= Beginning of Section =

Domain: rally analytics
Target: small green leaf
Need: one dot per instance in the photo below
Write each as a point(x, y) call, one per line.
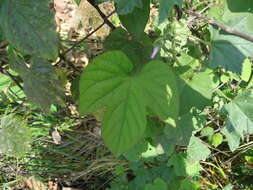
point(216, 139)
point(246, 70)
point(41, 83)
point(158, 184)
point(127, 6)
point(240, 118)
point(4, 82)
point(14, 136)
point(166, 6)
point(196, 150)
point(30, 27)
point(237, 48)
point(138, 51)
point(189, 185)
point(183, 167)
point(181, 134)
point(136, 21)
point(237, 6)
point(195, 90)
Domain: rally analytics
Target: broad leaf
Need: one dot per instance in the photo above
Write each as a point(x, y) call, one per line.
point(29, 26)
point(136, 21)
point(41, 83)
point(196, 150)
point(240, 118)
point(165, 7)
point(108, 82)
point(127, 6)
point(195, 90)
point(14, 136)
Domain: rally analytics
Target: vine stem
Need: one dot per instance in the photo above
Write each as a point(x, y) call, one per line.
point(104, 17)
point(219, 24)
point(87, 36)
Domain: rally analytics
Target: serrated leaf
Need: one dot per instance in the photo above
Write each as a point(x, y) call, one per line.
point(136, 21)
point(41, 83)
point(127, 6)
point(29, 26)
point(196, 150)
point(109, 82)
point(14, 136)
point(240, 118)
point(195, 90)
point(166, 6)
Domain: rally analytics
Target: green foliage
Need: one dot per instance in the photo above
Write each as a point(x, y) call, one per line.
point(14, 136)
point(240, 118)
point(167, 87)
point(111, 78)
point(196, 150)
point(165, 7)
point(136, 21)
point(127, 6)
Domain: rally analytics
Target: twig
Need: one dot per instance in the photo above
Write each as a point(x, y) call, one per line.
point(90, 34)
point(219, 24)
point(104, 17)
point(13, 78)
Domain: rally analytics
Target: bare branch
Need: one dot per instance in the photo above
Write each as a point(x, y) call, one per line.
point(104, 17)
point(219, 24)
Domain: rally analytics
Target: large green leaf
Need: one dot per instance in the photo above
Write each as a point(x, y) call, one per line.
point(165, 7)
point(195, 90)
point(41, 83)
point(108, 82)
point(127, 6)
point(240, 118)
point(136, 21)
point(14, 136)
point(29, 26)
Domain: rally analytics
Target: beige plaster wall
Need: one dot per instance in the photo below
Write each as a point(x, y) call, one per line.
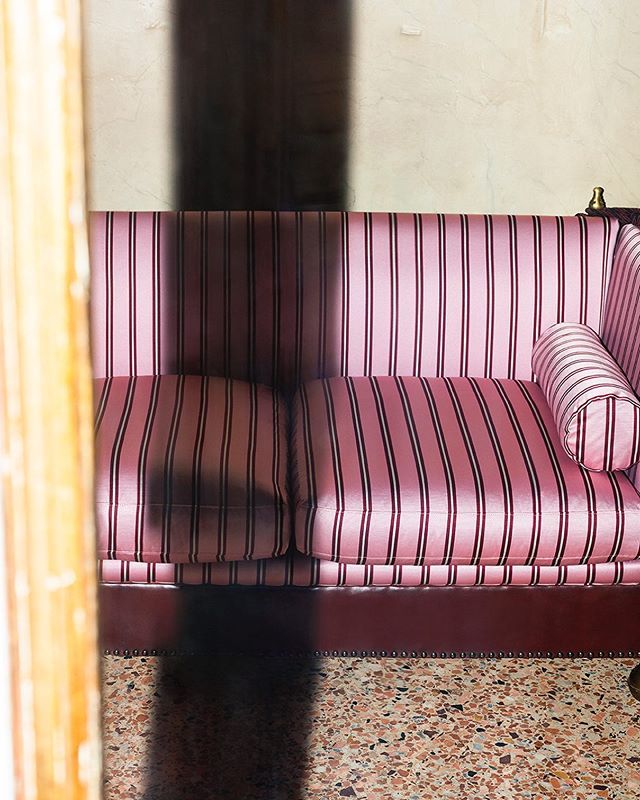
point(128, 103)
point(456, 105)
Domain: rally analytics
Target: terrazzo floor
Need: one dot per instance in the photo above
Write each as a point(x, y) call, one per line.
point(197, 728)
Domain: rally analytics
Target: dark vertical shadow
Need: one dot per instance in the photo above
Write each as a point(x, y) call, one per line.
point(261, 103)
point(229, 725)
point(261, 116)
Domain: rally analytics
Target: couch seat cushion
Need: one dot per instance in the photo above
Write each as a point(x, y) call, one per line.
point(449, 471)
point(189, 469)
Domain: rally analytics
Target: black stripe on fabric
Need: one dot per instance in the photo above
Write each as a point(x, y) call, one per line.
point(604, 283)
point(465, 291)
point(367, 367)
point(419, 295)
point(476, 471)
point(167, 505)
point(251, 298)
point(531, 473)
point(102, 403)
point(538, 278)
point(322, 319)
point(109, 309)
point(309, 468)
point(563, 493)
point(584, 272)
point(204, 291)
point(279, 500)
point(114, 467)
point(452, 503)
point(491, 300)
point(420, 464)
point(142, 481)
point(223, 472)
point(514, 297)
point(393, 294)
point(276, 289)
point(133, 315)
point(365, 481)
point(226, 294)
point(346, 298)
point(250, 485)
point(442, 299)
point(155, 292)
point(507, 489)
point(180, 299)
point(561, 273)
point(618, 538)
point(299, 311)
point(196, 470)
point(392, 470)
point(337, 470)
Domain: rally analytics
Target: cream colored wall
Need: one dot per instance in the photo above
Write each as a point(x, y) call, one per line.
point(495, 105)
point(128, 103)
point(499, 105)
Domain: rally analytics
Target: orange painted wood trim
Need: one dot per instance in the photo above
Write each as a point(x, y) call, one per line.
point(45, 398)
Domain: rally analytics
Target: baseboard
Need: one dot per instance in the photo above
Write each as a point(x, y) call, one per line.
point(421, 621)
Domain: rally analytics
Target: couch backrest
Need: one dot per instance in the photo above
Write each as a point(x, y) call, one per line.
point(283, 297)
point(621, 323)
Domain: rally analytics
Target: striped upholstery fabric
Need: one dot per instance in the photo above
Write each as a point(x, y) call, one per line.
point(281, 298)
point(452, 471)
point(301, 570)
point(596, 412)
point(189, 469)
point(621, 324)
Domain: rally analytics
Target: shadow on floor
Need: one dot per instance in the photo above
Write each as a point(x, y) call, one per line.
point(229, 727)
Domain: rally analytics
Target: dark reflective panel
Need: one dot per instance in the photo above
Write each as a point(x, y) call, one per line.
point(261, 103)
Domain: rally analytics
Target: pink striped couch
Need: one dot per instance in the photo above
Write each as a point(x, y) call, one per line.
point(330, 421)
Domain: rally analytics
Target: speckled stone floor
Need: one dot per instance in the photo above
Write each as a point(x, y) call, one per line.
point(289, 729)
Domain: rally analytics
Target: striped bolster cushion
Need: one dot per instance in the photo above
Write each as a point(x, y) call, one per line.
point(593, 404)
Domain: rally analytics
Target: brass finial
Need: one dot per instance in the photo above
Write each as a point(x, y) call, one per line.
point(597, 202)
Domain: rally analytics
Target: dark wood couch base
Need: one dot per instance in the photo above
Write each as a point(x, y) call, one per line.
point(541, 621)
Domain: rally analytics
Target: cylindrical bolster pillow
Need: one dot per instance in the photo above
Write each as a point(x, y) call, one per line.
point(593, 404)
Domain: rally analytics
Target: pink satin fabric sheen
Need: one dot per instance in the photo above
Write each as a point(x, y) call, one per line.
point(301, 570)
point(281, 298)
point(449, 471)
point(596, 412)
point(621, 324)
point(190, 469)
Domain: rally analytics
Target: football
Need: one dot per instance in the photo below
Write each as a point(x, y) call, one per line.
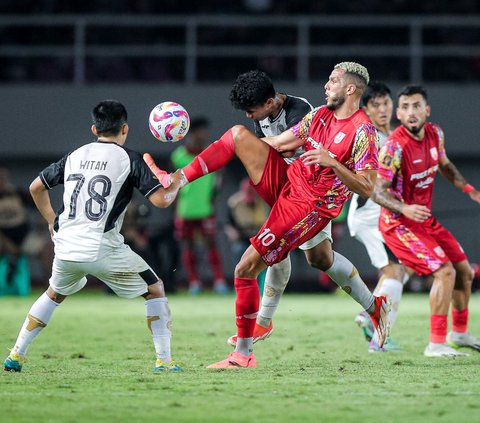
point(169, 121)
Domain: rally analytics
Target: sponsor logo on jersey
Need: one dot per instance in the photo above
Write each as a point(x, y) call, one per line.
point(439, 252)
point(425, 183)
point(339, 138)
point(424, 174)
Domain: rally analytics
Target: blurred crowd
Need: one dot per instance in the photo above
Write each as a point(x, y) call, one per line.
point(157, 68)
point(244, 6)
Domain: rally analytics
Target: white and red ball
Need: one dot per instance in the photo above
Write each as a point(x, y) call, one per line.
point(169, 121)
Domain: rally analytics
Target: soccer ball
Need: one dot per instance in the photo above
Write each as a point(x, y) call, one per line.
point(169, 122)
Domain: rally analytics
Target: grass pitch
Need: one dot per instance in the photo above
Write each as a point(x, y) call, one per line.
point(93, 364)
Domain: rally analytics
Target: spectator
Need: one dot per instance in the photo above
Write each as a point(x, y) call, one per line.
point(14, 228)
point(195, 213)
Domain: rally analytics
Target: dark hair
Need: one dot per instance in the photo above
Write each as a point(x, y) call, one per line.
point(199, 122)
point(375, 89)
point(251, 89)
point(108, 117)
point(409, 90)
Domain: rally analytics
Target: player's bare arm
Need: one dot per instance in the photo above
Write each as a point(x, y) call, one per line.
point(382, 196)
point(453, 175)
point(361, 182)
point(42, 200)
point(164, 197)
point(285, 142)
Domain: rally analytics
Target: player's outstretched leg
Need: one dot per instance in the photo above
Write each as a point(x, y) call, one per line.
point(275, 283)
point(246, 309)
point(159, 321)
point(37, 318)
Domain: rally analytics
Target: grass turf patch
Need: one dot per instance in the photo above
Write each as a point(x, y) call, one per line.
point(93, 363)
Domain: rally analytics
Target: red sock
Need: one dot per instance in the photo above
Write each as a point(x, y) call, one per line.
point(438, 328)
point(212, 158)
point(216, 263)
point(246, 305)
point(459, 320)
point(190, 262)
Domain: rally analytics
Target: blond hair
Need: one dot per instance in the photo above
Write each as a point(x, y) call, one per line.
point(359, 72)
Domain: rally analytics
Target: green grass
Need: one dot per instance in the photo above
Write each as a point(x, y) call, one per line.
point(93, 364)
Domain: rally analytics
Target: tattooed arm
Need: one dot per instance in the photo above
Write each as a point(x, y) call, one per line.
point(450, 172)
point(382, 196)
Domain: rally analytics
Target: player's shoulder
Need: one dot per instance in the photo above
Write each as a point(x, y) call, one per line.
point(294, 102)
point(434, 128)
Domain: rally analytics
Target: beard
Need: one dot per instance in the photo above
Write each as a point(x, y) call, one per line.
point(415, 129)
point(336, 102)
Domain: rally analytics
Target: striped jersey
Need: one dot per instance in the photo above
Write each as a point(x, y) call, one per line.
point(292, 112)
point(99, 179)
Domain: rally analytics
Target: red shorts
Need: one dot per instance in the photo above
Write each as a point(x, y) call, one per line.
point(185, 229)
point(289, 224)
point(273, 178)
point(424, 247)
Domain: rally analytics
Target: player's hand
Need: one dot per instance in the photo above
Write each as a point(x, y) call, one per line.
point(320, 157)
point(162, 176)
point(475, 196)
point(416, 212)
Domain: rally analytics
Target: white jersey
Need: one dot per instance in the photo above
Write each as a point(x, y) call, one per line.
point(292, 112)
point(98, 180)
point(362, 211)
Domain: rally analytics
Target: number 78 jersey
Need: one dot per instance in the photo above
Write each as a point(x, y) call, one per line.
point(98, 180)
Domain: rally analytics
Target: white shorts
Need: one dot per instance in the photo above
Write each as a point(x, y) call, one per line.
point(325, 233)
point(123, 270)
point(363, 226)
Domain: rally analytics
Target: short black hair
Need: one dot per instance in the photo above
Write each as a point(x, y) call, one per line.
point(199, 122)
point(375, 89)
point(108, 117)
point(409, 90)
point(251, 89)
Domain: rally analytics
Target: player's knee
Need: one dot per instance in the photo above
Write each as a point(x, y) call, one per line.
point(448, 273)
point(320, 261)
point(245, 269)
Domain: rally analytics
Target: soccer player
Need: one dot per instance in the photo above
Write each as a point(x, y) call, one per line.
point(363, 215)
point(98, 180)
point(408, 162)
point(195, 212)
point(272, 113)
point(341, 157)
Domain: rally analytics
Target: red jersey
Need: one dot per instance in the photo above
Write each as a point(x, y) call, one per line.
point(352, 141)
point(410, 165)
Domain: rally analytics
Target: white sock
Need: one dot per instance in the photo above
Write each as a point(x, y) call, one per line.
point(276, 281)
point(159, 322)
point(346, 276)
point(37, 318)
point(392, 289)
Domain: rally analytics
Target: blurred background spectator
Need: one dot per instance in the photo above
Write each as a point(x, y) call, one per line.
point(195, 220)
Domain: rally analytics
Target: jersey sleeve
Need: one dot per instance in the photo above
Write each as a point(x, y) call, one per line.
point(53, 175)
point(389, 160)
point(297, 112)
point(302, 128)
point(365, 148)
point(143, 179)
point(257, 129)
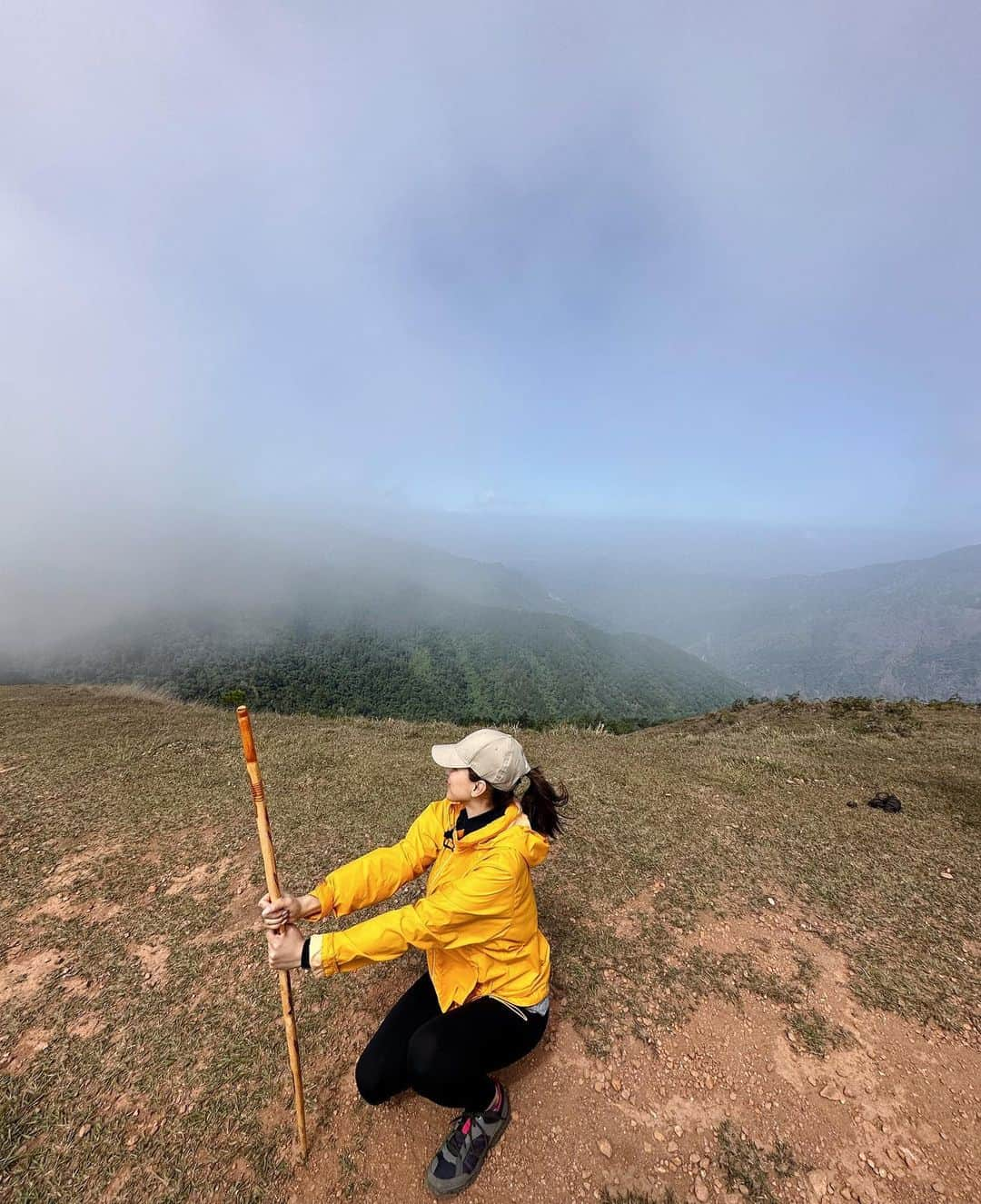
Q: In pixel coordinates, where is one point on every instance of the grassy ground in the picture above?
(129, 868)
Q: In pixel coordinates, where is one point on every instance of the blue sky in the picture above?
(686, 263)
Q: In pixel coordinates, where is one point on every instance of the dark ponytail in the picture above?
(540, 801)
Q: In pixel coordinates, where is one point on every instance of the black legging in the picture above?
(444, 1056)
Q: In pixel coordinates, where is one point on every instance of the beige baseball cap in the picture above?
(492, 755)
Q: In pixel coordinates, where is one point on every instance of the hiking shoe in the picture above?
(462, 1154)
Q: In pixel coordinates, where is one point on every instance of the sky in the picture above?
(638, 264)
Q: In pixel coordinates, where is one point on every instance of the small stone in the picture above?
(818, 1181)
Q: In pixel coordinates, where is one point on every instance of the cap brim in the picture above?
(448, 756)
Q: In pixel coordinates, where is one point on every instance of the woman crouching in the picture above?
(483, 1002)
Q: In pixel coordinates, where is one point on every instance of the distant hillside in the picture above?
(910, 629)
(410, 654)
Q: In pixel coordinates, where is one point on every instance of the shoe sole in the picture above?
(462, 1188)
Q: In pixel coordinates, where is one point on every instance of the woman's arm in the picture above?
(378, 874)
(469, 911)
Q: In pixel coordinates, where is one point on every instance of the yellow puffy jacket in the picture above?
(477, 922)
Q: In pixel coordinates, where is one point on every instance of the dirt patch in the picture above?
(78, 867)
(89, 1025)
(196, 881)
(25, 974)
(889, 1119)
(30, 1043)
(154, 961)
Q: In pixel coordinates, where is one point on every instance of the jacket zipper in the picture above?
(513, 1007)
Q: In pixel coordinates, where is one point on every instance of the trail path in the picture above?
(891, 1119)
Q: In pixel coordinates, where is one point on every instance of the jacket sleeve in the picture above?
(378, 874)
(469, 911)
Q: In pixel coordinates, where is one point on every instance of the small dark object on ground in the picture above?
(886, 802)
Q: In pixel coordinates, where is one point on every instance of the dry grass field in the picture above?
(758, 991)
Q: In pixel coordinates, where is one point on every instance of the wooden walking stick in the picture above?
(272, 886)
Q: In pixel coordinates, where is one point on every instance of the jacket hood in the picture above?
(511, 830)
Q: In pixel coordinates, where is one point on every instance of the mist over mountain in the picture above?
(337, 621)
(906, 629)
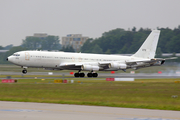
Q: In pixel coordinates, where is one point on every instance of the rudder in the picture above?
(148, 48)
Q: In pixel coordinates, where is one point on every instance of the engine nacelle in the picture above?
(90, 67)
(117, 65)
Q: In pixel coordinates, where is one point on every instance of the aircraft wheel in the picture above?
(24, 71)
(89, 74)
(76, 75)
(81, 74)
(95, 74)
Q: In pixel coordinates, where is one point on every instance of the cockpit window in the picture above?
(16, 54)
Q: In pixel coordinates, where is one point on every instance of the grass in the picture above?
(142, 93)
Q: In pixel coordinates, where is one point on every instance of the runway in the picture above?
(101, 75)
(45, 111)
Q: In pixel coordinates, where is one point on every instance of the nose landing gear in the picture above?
(24, 71)
(92, 74)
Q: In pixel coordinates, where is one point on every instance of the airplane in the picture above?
(144, 57)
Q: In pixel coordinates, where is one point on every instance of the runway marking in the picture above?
(145, 119)
(20, 110)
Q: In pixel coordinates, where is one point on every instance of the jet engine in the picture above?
(117, 65)
(89, 67)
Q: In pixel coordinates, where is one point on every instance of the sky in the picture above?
(21, 18)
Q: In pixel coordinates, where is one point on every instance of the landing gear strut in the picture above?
(24, 71)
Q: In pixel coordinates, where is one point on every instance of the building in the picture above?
(39, 35)
(74, 40)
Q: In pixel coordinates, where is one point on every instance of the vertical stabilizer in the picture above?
(148, 48)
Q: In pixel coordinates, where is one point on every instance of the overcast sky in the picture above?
(21, 18)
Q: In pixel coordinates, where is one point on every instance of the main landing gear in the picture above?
(91, 74)
(24, 71)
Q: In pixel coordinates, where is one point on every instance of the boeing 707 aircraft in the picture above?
(144, 57)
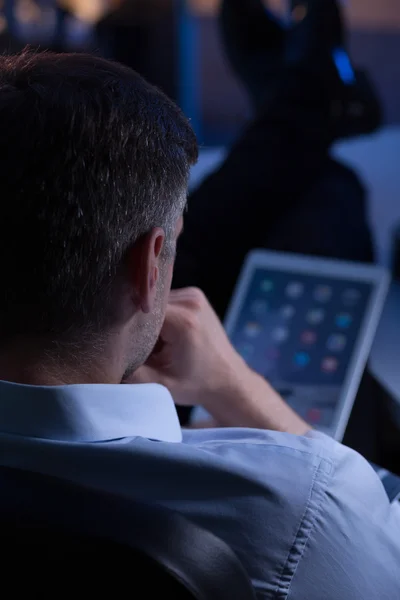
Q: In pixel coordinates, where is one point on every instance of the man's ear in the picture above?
(144, 267)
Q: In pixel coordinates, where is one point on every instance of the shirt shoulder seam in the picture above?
(307, 523)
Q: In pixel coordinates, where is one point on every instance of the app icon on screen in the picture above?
(316, 316)
(308, 337)
(330, 364)
(288, 312)
(336, 342)
(267, 285)
(280, 335)
(295, 289)
(259, 308)
(302, 359)
(252, 329)
(351, 297)
(323, 293)
(344, 320)
(246, 351)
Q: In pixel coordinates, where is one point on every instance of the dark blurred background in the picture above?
(190, 66)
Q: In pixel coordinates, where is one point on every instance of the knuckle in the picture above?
(196, 300)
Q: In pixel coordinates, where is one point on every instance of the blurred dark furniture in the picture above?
(61, 540)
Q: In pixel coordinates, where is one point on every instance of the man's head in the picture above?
(94, 165)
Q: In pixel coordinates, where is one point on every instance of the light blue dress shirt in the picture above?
(309, 518)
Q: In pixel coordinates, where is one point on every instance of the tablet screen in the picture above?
(300, 331)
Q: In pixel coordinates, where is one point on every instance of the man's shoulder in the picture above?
(265, 456)
(308, 449)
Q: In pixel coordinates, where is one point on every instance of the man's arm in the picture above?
(195, 360)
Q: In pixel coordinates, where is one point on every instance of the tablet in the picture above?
(307, 325)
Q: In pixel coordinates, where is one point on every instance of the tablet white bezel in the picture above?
(334, 269)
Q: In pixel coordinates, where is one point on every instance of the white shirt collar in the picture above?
(88, 413)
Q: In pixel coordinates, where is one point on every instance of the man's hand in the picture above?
(195, 360)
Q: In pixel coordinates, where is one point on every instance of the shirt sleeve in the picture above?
(353, 551)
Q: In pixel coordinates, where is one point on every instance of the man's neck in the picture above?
(35, 366)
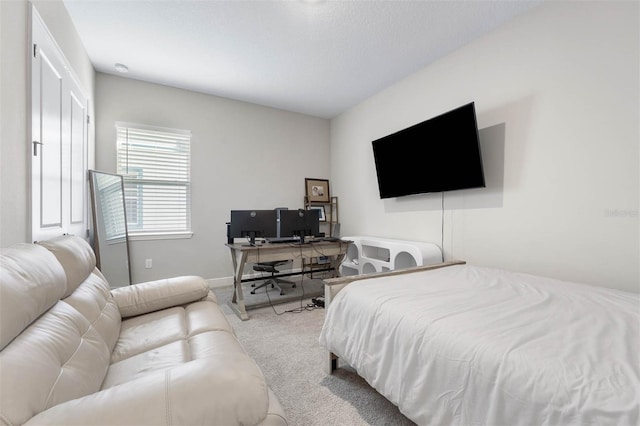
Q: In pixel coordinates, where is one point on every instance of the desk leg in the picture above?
(335, 264)
(237, 301)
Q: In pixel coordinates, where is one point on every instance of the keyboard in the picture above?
(282, 240)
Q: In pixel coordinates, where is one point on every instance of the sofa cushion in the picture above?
(147, 332)
(58, 358)
(93, 300)
(155, 295)
(76, 257)
(32, 282)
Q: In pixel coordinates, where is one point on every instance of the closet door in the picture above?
(59, 142)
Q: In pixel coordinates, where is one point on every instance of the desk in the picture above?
(242, 254)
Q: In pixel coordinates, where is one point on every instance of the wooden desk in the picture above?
(242, 254)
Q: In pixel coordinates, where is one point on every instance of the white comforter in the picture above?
(467, 345)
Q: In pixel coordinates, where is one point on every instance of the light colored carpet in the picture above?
(286, 348)
(306, 288)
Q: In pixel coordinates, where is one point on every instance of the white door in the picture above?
(59, 141)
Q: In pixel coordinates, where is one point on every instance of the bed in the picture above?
(478, 346)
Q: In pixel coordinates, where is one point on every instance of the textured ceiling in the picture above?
(317, 58)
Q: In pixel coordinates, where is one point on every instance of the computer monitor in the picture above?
(252, 223)
(299, 223)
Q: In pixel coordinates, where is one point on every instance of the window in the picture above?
(155, 165)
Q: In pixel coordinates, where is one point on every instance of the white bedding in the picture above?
(478, 346)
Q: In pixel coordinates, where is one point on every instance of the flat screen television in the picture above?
(299, 223)
(439, 154)
(252, 224)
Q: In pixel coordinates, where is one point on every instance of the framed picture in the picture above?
(321, 212)
(317, 190)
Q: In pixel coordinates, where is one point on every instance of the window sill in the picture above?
(160, 236)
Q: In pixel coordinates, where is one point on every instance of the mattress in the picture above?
(468, 345)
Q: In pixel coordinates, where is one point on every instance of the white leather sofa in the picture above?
(75, 352)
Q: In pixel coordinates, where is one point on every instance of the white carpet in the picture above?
(286, 348)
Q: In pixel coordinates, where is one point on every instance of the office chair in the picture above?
(273, 280)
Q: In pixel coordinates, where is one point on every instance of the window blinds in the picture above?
(155, 165)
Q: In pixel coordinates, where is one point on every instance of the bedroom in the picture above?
(561, 80)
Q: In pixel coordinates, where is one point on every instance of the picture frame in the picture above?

= End of Section =

Assigned task » Report the number of lines above containing the string "pink" as your sole answer.

Solution for this exercise » 2